▸ **Records shown**:
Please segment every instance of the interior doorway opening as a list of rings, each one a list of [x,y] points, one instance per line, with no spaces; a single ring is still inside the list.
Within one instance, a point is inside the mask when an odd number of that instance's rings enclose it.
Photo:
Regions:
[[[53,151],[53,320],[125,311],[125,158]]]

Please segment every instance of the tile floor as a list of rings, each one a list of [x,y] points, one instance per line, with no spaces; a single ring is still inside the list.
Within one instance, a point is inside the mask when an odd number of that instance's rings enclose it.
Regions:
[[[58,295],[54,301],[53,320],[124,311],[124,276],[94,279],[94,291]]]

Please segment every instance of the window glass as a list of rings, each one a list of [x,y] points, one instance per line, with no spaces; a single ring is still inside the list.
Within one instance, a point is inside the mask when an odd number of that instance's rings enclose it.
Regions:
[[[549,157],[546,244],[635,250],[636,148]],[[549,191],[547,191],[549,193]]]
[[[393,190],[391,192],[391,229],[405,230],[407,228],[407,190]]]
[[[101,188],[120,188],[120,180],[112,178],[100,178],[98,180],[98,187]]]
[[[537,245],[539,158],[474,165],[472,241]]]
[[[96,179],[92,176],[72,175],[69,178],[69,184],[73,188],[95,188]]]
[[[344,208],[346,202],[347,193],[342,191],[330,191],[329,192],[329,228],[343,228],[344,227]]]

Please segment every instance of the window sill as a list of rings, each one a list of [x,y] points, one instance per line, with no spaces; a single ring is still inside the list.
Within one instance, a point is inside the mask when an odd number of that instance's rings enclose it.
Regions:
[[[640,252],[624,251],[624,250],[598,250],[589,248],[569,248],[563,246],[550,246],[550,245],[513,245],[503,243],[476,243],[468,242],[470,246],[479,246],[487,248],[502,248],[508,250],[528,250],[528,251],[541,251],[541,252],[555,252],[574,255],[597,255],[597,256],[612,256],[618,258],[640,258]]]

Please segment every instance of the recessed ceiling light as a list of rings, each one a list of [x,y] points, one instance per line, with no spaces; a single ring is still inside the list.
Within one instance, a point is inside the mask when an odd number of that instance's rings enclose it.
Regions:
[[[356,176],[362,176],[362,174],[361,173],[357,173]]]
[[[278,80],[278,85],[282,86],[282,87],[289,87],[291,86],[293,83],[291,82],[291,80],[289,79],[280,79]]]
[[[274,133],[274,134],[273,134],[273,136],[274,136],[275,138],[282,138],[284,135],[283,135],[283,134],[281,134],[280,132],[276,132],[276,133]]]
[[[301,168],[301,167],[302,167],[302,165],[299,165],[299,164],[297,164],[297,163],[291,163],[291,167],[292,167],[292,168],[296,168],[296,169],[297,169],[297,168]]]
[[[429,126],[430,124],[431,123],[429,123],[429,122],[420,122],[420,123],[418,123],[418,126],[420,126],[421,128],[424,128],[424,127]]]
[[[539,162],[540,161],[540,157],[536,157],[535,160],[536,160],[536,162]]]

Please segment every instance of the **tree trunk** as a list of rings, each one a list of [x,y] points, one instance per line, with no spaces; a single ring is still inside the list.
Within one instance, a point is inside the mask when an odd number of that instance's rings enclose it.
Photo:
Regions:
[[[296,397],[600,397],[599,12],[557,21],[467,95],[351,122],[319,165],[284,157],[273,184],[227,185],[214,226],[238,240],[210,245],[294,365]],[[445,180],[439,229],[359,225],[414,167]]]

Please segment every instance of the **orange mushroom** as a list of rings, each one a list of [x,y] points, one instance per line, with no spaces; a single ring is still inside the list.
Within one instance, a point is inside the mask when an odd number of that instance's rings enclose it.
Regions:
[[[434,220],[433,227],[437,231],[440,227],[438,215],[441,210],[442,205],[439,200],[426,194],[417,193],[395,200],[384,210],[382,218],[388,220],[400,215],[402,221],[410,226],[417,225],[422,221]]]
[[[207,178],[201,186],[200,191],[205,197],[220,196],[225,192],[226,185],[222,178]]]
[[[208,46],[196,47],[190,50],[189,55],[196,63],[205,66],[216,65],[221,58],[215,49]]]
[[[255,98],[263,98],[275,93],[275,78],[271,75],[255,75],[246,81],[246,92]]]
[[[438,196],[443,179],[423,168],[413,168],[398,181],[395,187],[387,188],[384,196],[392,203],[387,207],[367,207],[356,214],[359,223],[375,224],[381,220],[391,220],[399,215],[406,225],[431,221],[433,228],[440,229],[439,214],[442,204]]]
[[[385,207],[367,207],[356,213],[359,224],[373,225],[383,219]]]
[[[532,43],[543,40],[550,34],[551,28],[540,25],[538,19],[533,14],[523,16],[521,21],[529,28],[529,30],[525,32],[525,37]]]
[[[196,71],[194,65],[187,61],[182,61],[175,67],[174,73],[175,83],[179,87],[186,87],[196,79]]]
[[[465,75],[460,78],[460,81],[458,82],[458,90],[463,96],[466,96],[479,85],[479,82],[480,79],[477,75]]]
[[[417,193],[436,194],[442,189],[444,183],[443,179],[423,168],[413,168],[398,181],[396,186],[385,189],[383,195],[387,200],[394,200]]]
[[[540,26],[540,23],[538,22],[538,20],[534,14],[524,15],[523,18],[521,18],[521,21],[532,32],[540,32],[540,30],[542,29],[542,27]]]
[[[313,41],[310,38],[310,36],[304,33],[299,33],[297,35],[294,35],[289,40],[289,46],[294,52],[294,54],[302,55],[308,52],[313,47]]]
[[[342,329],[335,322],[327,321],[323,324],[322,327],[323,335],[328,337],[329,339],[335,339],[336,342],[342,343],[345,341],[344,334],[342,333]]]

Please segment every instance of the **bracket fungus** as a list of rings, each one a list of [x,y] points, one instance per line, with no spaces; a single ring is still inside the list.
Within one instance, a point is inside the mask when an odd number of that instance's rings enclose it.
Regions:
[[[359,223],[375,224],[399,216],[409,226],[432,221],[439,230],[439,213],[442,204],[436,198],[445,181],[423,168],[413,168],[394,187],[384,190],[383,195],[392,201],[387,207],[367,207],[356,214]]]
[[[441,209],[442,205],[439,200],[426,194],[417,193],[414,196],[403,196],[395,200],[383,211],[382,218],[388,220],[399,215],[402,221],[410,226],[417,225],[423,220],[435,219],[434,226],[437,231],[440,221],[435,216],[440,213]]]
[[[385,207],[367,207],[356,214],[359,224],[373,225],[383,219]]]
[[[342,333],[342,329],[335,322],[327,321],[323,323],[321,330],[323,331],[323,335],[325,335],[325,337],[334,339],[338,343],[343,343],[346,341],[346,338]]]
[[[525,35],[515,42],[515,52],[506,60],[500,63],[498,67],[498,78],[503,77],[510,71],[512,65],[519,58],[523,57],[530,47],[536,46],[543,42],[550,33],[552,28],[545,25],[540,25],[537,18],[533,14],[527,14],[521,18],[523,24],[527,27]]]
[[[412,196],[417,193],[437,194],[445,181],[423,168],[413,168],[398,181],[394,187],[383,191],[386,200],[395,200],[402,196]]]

▸ **Work task**:
Look for the string "Please" in the records, and copy every line where it is found.

▸ **Written response**:
Please segment every instance of the interior doorway opening as a list of rings, each one a list of [x,y] points, one instance per line, with no spaces; a single ring is still inside the list.
Please segment every instance of the tile floor as a list of rings, each one a list of [x,y] points, one instance per line, with no spaces; a single ring is still inside the list.
Please segment every instance of the window glass as a list of rings, each one a list of [x,y] points, one instance per line, with no spaces; a single ring is still inside the list.
Please segment every instance of the window sill as a list of rings, each one a list of [x,y] points, one instance per line, with no spaces; a single ring is still inside the list.
Please segment every instance of the recessed ceiling light as a list of rings, each one a list of [x,y] points, one instance per line, with no spaces; a single ring is still inside the list.
Please segment every instance of the **tree trunk** as a list of rings, each one a list of [x,y] points, one instance per line, with no spaces; a single ring is still inside the list.
Please segment every instance of the **orange mushroom** as a list of rings, each one a list of [x,y] points, one instance per line, with no spaces; a single ring is still inside the list.
Please segment every instance of the **bracket fungus** as a list of rings, each one a list of [x,y] points, one instance per line, with no spaces; a single ring is still inside the list.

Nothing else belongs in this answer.